Convert the lines below into a JSON list of strings, one string per line, skipping blank lines and leaving out the pictures.
##### THE DATA
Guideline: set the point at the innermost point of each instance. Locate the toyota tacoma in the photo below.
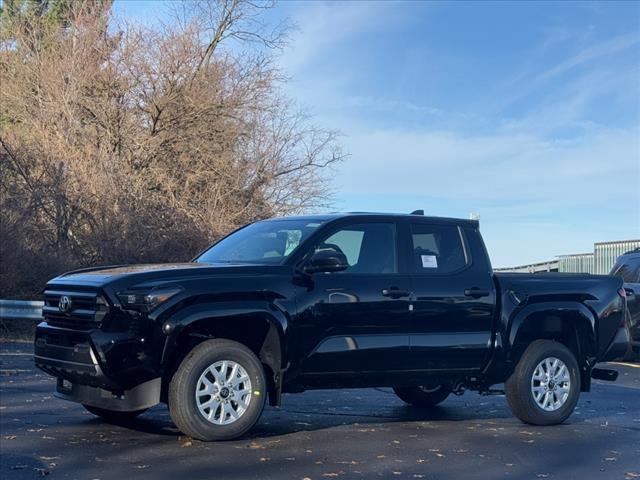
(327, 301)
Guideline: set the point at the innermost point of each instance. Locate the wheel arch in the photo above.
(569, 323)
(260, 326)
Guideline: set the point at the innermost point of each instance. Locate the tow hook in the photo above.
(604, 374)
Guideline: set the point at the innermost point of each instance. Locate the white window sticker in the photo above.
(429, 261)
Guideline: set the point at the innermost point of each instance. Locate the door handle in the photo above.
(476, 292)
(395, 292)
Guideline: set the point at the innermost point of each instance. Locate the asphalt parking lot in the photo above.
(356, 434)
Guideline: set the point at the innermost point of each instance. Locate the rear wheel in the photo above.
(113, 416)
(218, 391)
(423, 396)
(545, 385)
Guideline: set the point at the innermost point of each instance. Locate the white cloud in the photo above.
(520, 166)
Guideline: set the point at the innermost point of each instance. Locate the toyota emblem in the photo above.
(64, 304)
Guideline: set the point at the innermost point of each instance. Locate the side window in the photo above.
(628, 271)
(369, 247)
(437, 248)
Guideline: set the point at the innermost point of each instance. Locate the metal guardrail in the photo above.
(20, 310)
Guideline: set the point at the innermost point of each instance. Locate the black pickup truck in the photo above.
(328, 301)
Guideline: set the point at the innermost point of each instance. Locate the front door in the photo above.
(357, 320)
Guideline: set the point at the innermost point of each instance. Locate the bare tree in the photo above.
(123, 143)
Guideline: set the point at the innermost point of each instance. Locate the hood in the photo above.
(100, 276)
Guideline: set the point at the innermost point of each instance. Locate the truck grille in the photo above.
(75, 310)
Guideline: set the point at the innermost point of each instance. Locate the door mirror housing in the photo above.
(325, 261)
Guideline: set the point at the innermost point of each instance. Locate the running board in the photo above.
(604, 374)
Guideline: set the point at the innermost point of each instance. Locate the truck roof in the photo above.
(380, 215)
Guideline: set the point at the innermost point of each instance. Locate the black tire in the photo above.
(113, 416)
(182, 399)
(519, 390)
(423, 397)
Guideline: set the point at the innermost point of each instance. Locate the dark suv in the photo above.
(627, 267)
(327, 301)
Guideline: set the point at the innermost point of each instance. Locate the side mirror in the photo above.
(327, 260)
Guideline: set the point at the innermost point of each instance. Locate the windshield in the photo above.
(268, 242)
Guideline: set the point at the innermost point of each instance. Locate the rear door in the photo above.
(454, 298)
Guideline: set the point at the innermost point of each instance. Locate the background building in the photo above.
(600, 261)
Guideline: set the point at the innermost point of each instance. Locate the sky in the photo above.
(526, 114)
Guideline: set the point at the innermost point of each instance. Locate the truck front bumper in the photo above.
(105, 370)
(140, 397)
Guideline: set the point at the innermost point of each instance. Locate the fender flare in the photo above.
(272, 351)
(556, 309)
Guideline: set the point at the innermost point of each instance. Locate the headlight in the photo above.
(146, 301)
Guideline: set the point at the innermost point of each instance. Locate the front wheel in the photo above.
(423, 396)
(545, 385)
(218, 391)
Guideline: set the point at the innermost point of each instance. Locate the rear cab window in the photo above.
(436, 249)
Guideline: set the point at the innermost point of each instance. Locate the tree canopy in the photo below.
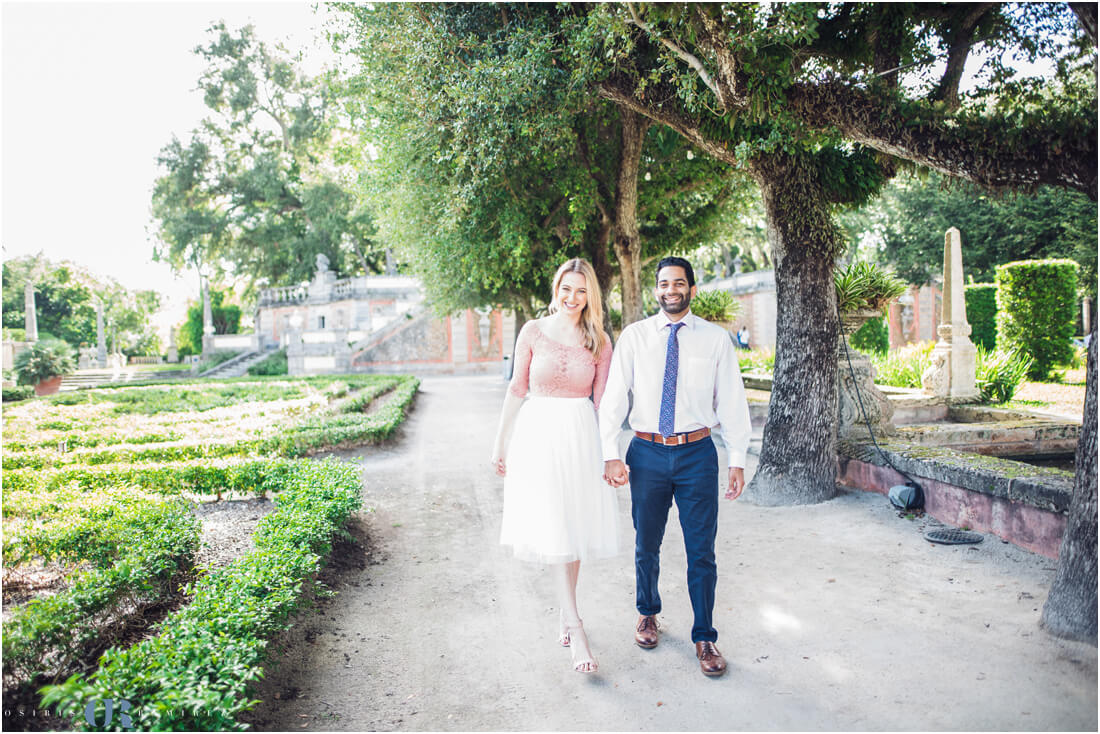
##########
> **RESULT**
[
  "Guideline: set the point at the innermost point of each instance. Locate the toyota tacoma in the photo below.",
  "(327, 301)",
  "Guideline: set the point at the innermost point of each instance. Locate the wheel arch in the photo above.",
  "(569, 323)",
  "(260, 326)",
  "Guideline: set the point at the innermost point of each instance. Locate the tow hook in the photo above.",
  "(604, 374)",
  "Guideline: set the point at the innermost point of each instance. Locate the white window sticker in the photo above.",
  "(429, 261)",
  "Guideline: set the point at the innermost point of each instance. Locate the door handle in the photo above.",
  "(476, 292)",
  "(395, 292)",
  "Guideline: set the point at the innermost point of each instance. Locate the asphalt parking lot in the photo above.",
  "(356, 434)",
  "Guideline: set the point at the innermost point of each instance. Locate the rear wheel in the photo above.",
  "(113, 416)",
  "(218, 391)",
  "(423, 396)",
  "(545, 385)",
  "Guideline: set the point at the innermost point of each instance. Locate the white cloud in the photo above.",
  "(520, 166)",
  "Guideline: set the point at the innermost point of each instance. Locate the toyota emblem in the photo above.",
  "(64, 304)",
  "Guideline: set the point at the innermost point of each instance. Locate the side window in the photo above.",
  "(628, 271)",
  "(369, 247)",
  "(437, 248)",
  "Guideline: set the point at the innermost point of each instance. Locate the metal guardrail in the photo above.",
  "(20, 310)",
  "Guideline: set the point at the innermost point of each instance. Locate the black pickup truck in the photo above.",
  "(328, 301)",
  "Guideline: set the point at the innermost point of each instance. Locate the front door in the photo above.",
  "(357, 320)",
  "Guideline: set the point at the innermost point of each instance. Locate the bare tree in the photo above.",
  "(123, 143)",
  "Guideline: set the point at the innermost point of each instance. Locate the hood in the photo above.",
  "(100, 276)",
  "Guideline: set the point at the innermost point of each instance. Locate the truck grille in the photo above.",
  "(75, 310)",
  "Guideline: set the point at the innermost point of each instance. Locate the door mirror housing in the photo above.",
  "(325, 261)",
  "Guideline: set the point at the innermost point of each instance. Locate the running board in the photo above.",
  "(604, 374)",
  "Guideline: set the point at the innermost point of each instance. Locate the truck roof in the photo above.",
  "(380, 215)",
  "Guideline: set the point at the innermost point of each instance. Locate the black tire in the photo above.",
  "(113, 416)",
  "(182, 399)",
  "(519, 390)",
  "(423, 397)",
  "Guideline: set the point at the innermost point of each instance. Locate the dark suv in the photo above.",
  "(627, 267)",
  "(327, 301)",
  "Guideline: set the point at the innermost point of each instance. Locate the side mirror in the photo above.",
  "(327, 260)",
  "Guideline: set the point at the innermost point of each instance. Locate the windshield in the photo above.",
  "(268, 242)",
  "Guideline: set the point at the innermost point of each instance. Locate the rear door in the photo above.",
  "(454, 298)",
  "Guideline: set the point at the innermost point of each instance. Locate the background building in the photo above.",
  "(600, 261)",
  "Guideline: set the point at the innermost point of each instance. Locate the sky in the photo above.",
  "(526, 114)",
  "Guideline: set the point at the innermost point of each instance. Locate the truck front bumper in the photo above.",
  "(105, 370)",
  "(140, 397)",
  "Guideline: set the point at the innermost point of each instance. Locate the fender flare in the photo above.",
  "(272, 351)",
  "(556, 309)",
  "Guideline: set the point at the innermost point of each instance. Locate the headlight in the photo above.",
  "(146, 301)",
  "Guideline: set the point at the innermost point of each instance. Locate the front wheel in the photo above.",
  "(423, 396)",
  "(545, 385)",
  "(218, 391)",
  "Guideline: set the point at the innermost point of each instance. Locate the rear cab window in the photo above.",
  "(436, 249)",
  "Guideline: set the point at the innermost point of each instance. Locate the tree canopy in the photo below."
]